Taungatara-Tariki-Araukuku (Petroleum, Natural Gas and Minerals) claim

The Report on the Management of the Petroleum Resource is the Waitangi Tribunal’s second report on petroleum claims and results from an urgent inquiry held in 2010 to investigate the management of the resource in modern times. It forms the sequel to the Tribunal’s first report published in 2003, which considered the ownership of the petroleum resource. The Tribunal, consisting of Judge Layne Harvey (presiding), Joanne Morris, Basil Morrison, and Professor Pou Temara, heard the claims at Aotearoa Pa, Okaiawa, from 26 to 29 April 2010, and the closing submissions at the Wellington District Court on 6 May. The report was released on 20 April 2011.

The claims considered in the report were brought against the Crown by Ngāruahine of Taranaki and by Ngāti Kahungunu of Hawke’s Bay and the Wairarapa. Taranaki has already been extensively affected by petroleum prospecting, exploration, and production, and exploratory drilling has also been carried out in Hawke’s Bay and the Wairarapa. The current regime for managing petroleum is governed by the Crown Minerals Act and the Resource Management Act, both of 1991. In essence, the claimants saw three main problems with the regime. They said that the substance of the legislation was biased against Māori and favoured the interests of others. They claimed further that the processes established to apply the legislation failed to ensure effective participation by Māori. Indeed, the processes in question might even deter or deny Māori involvement, meaning that Māori struggle to safeguard their interests. Lastly, said the claimants, a further obstacle was created by the lack of reliable and sufficient assistance for Māori communities to participate in resource management processes. As a result, the claimants said, the regime breached the principles of the Treaty of Waitangi.

In the course of the inquiry, the Crown accepted that Māori capacity to participate in resource management processes was an issue but said that ‘incremental steps’ were being taken to improve the situation. Other than that, the Crown denied the claims.

### Actions to take
(a) According to the passage on the petroleum claims, who presided over the Tribunal that heard them?
(b) Rewrite the stretch of the petroleum claims passage from "In the course" through "denied the claims.", replacing "inquiry" with "investigation".
(c) Extend the passage on the petroleum claims beyond its final sentence.
The material that comes next is separate from the passage on the petroleum claims.

### Records provided
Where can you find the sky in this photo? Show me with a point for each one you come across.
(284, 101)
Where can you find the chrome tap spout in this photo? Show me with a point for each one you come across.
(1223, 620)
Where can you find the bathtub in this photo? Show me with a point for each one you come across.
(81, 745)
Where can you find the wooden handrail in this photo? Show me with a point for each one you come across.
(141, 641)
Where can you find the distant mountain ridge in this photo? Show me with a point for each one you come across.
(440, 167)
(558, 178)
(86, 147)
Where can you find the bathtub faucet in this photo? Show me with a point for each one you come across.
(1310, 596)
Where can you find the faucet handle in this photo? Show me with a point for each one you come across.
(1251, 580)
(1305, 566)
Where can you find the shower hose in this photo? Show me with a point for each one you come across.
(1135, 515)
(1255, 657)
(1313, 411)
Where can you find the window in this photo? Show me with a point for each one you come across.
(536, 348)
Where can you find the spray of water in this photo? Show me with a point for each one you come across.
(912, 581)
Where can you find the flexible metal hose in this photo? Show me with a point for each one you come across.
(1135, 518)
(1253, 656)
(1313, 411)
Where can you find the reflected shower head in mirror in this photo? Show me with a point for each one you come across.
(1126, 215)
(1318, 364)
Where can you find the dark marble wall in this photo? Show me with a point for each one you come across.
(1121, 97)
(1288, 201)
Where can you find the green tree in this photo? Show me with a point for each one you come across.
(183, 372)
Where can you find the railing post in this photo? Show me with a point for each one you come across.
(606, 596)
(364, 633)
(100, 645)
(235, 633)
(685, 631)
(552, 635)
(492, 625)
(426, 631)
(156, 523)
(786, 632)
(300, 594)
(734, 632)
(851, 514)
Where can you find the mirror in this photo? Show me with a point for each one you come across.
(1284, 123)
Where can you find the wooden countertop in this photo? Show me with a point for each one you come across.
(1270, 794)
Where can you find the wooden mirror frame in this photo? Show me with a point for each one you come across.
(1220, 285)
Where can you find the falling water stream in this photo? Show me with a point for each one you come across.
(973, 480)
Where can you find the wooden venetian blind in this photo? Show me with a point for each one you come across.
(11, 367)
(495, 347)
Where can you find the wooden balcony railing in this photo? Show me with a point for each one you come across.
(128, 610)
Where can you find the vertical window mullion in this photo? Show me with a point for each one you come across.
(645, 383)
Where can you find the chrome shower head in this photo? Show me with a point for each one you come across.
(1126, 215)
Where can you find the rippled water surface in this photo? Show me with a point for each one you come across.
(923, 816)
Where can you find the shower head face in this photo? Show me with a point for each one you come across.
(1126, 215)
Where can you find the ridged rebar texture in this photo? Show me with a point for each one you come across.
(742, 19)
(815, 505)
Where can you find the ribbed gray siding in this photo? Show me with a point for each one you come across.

### Answers
(a) Judge Layne Harvey presided.

(b)
In the course of the investigation, the Crown accepted that Māori capacity to participate in resource management processes was an issue but said that ‘incremental steps’ were being taken to improve the situation. Other than that, the Crown denied the claims.

(c)
Having examined the evidence presented, the Tribunal said that it was ‘disturbed by the extent to which the current regime depends for its protection of Māori interests on the ad hoc involvement of Māori individuals and groups who are ill-resourced to bear the burdens involved’. The Tribunal was particularly concerned about the effects of the regime on sites of historical and cultural significance in Taranaki, given the already devastating effects of land confiscation there in the nineteenth century. The Tribunal noted that many of the sites were not only significant to Māori but had a bearing on the history and identity of New Zealand as a whole.

For the petroleum management regime to meet the standards of the Treaty, the Tribunal found that four criteria needed to be met. Tangata whenua must be able to:

  • count on being involved at key points in decision-making processes that affect their interests;
  • make a well-informed contribution to decisions;
  • afford to have that level of involvement; and
  • be confident that their contribution will be understood and valued.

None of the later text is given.